┌─ 本文抜粋

利回りの考え方は、投資商品によって違いがあります。
例えば株式投資のリターンは、大きく分けて「インカムゲイン(配当金)」と「キャピタルゲイン(売却益)」の2つで成り立っており、これら両方を考慮して利回りを算出します。
目標とする利回りは、ある期間のうちに資産をどの程度まで増やしたいのかという観点で計算します。
例えば、1,000万円の資産を10年後に2,000万円にしたい場合は、年率で約7.2%の利回りが必要であると逆算することができます。
将来的にどの程度の出費が必要になるのかを推定するなどし、自分の事情や具体的な資産状況に応じた無理のない計算によって、利回り目標の設定を行っていきましょう。
関連記事:不動産投資の「利回り」計算方法と平均相場とは?注意点も解説!
ポートフォリオの作り方①「安定型」
安定型のポートフォリオは、投資運用においてバランスを重視し、ミドルリスク・ミドルリターンを目指すポートフォリオのことです。
構築すべきポートフォリオは、投資家がどの程度の利回りを目標とするかによって変わってきます。安定型ポートフォリオが適しているのは、概ね年率3%未満を目標とする人でしょう。それでは具体的にどのような割合で構築すればいいか、安定型ポートフォリオの例を考えてみましょう。
最もローリスク・ローリターンの国内債券を30%、国内不動産投資を30%、加えて先進国債券を10%、ミドルリスク・ミドルリターンの国内REITと先進国REITを15%ずつで構成します。
安定型ポートフォリオにおいては、相対的にハイリスク・ハイリターンの場合が多い新興国への投資は必要ありません。
ローリスク・ローリターンの債券とミドルリスク・ミドルリターンのREIT、そしてローリスク・ハイリターン・ハイコストの不動産投資へと分散し、低リスクの資産運用を行います。
ポートフォリオの作り方②「スタンダード型」
目標とする利回りが年率3%~5%の投資家は、スタンダード型のポートフォリオにあたります。構築例を考えてみると、例えば20%の国内株式と10%の先進国株式でリターンを望む一方、15%の割合で先進国債券・国内不動産を合わせ、日本と先進国のREITをそれぞれ20%に設定することで、リスク・コストも適度に抑えることになります。
スタンダード型ポートフォリオでは、各種アセットクラスの投資商品をバランス良く保有することで、リスク低減を目指します。
今回の例は6種類のアセットクラスで構成しましたが、それ以外にも、リターンが低くなる国内債券とリスクの大きい新興国株式を除いた10種類の投資商品の中から分散投資することで、自分なりのポートフォリオを構築することができます。
ポートフォリオの作り方③「積極型」
目標とする利回りが年率5%~8%の投資家は、積極型ポートフォリオが適しています。
例を考えると、上二つのポートフォリオの形とは大きく異なる点を見ることができます。積極型の典型例としては、例えば30%をハイリスク・ハイリターンの新興国株式に投資することで、大きなリターンを期待します。それだけではなく、国内株式10%、先進国株式も30%ずつ含め、合計70%を株式が占めることになります。残り30%を、先進国REITと国内不動産で分配します。

└─

- _次の課題_:
• a. 本文によると、安定型ポートフォリオが適しているのは、年率何%を目標とする人か。
• b. 本文の「利回りの考え方は、投資商品によって違いがあります。」から「のかという観点で計算します。」までを、両端も含めて一字も変えずに書き写せ。

┌─ 提供情報

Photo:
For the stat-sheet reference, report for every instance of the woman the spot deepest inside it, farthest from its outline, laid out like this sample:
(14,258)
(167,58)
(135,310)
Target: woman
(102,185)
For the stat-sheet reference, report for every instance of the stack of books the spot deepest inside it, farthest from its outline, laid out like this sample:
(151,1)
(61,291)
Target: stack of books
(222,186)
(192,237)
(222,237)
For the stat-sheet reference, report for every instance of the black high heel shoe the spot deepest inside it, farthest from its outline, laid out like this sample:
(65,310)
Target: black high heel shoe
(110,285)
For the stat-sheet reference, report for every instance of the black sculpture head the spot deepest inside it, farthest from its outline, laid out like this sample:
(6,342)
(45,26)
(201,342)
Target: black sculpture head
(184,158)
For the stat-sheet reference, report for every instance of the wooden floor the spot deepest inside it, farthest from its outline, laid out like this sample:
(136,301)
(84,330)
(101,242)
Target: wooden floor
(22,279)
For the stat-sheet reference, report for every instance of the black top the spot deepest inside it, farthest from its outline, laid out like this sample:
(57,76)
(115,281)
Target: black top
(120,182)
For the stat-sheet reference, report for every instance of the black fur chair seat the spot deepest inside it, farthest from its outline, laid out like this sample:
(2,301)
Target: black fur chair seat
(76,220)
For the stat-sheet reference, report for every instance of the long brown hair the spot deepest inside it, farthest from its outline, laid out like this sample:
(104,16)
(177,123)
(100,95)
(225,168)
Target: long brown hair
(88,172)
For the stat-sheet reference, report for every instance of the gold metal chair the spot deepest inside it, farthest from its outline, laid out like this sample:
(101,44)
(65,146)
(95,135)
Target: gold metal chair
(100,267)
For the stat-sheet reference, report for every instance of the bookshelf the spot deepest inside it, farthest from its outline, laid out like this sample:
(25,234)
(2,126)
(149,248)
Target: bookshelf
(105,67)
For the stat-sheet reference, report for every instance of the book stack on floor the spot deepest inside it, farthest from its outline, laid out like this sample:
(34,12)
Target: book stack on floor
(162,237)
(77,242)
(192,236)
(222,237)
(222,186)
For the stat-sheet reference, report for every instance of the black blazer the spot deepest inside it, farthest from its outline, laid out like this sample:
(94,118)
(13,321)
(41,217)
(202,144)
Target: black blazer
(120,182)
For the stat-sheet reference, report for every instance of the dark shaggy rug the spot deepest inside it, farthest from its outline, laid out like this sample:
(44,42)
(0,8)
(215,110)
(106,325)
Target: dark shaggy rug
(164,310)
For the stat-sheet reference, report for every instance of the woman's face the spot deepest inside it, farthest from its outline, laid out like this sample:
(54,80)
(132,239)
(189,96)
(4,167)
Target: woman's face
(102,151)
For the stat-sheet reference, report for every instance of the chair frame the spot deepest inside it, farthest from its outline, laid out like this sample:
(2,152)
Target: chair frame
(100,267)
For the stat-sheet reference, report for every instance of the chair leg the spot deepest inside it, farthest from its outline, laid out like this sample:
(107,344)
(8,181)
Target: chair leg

└─

- _課題の解答_:
• a. 概ね年率3%未満を目標とする人。

• b.
利回りの考え方は、投資商品によって違いがあります。
例えば株式投資のリターンは、大きく分けて「インカムゲイン(配当金)」と「キャピタルゲイン(売却益)」の2つで成り立っており、これら両方を考慮して利回りを算出します。
目標とする利回りは、ある期間のうちに資産をどの程度まで増やしたいのかという観点で計算します。